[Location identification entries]
## Start
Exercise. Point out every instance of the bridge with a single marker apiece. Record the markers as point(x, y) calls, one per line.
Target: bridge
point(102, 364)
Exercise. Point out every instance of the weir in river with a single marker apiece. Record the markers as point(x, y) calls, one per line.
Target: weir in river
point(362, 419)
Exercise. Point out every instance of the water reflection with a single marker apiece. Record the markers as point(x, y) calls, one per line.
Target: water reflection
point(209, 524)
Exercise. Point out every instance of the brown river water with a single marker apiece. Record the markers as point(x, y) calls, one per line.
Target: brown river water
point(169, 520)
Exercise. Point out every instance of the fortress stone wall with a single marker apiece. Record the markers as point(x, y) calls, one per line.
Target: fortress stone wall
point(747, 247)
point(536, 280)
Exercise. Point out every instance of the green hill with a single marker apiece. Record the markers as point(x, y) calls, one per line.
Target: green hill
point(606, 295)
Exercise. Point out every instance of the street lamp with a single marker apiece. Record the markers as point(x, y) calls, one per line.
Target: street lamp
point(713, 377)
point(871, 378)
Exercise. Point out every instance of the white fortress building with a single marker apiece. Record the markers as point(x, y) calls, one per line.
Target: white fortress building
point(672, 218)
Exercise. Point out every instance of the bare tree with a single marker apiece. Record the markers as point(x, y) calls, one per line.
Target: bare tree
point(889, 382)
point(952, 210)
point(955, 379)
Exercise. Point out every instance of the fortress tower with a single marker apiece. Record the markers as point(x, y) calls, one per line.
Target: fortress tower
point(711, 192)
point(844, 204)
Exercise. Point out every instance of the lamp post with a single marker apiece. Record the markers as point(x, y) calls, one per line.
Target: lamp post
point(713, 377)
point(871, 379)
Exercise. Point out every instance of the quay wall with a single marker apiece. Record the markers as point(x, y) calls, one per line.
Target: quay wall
## End
Edit the lines above so that every "fortress" becomes "castle", with nothing else altered.

Exercise. Point out every instance of the bridge with a single marker apiece. Record the markers as point(x, y) calls, one per line.
Target: bridge
point(102, 364)
Exercise. Point out every instance of the weir in river with a single marker apiece. Record the markers as point(x, y) calls, one per line.
Target: weir in river
point(362, 419)
Exercise. Point out every instance of the water reflection with a single marker apiece. Record the markers as point(x, y) calls, one per line.
Target: water reflection
point(209, 524)
Exercise. Point out every instance of the brown river water with a single marker apiece. Record the markers as point(x, y) calls, one per line.
Target: brown river water
point(169, 520)
Exercise. Point out every instance of the castle stone wall with a single marker apiece. Record the markers as point(x, y) calls, one per line.
Target: castle stone wall
point(747, 247)
point(536, 280)
Exercise. Point out every instance of the green hill with a single marker apiece. Record the markers as point(x, y) calls, one per line.
Target: green hill
point(606, 295)
Exercise. Point out every instance of the street lamp with a single marker apiece. Record the markers as point(x, y) calls, one per line.
Target: street lamp
point(713, 377)
point(871, 378)
Exercise. Point out every instance of the white castle building with a single marker apiece. Record the markers as point(x, y) calls, one per line.
Target: white castle building
point(672, 218)
Exercise. Point out every instance of the bare tree with a single marker apiece. Record the markers as point(x, y) calls, one per line.
Target: bare tree
point(889, 382)
point(952, 210)
point(955, 379)
Exercise. Point out every instance of the castle tower with a single marker apiece. Record the markers as point(x, y) calls, one per line.
Target: castle tower
point(711, 192)
point(844, 204)
Exercise. Point out every instance of the lamp post with a single marker apiece. Record the markers as point(x, y) calls, one per line.
Target: lamp post
point(713, 377)
point(871, 379)
Exercise. Point out every instance of the quay wall with a single marker apiece. Record the markers as point(x, y) calls, one per line.
Target: quay wall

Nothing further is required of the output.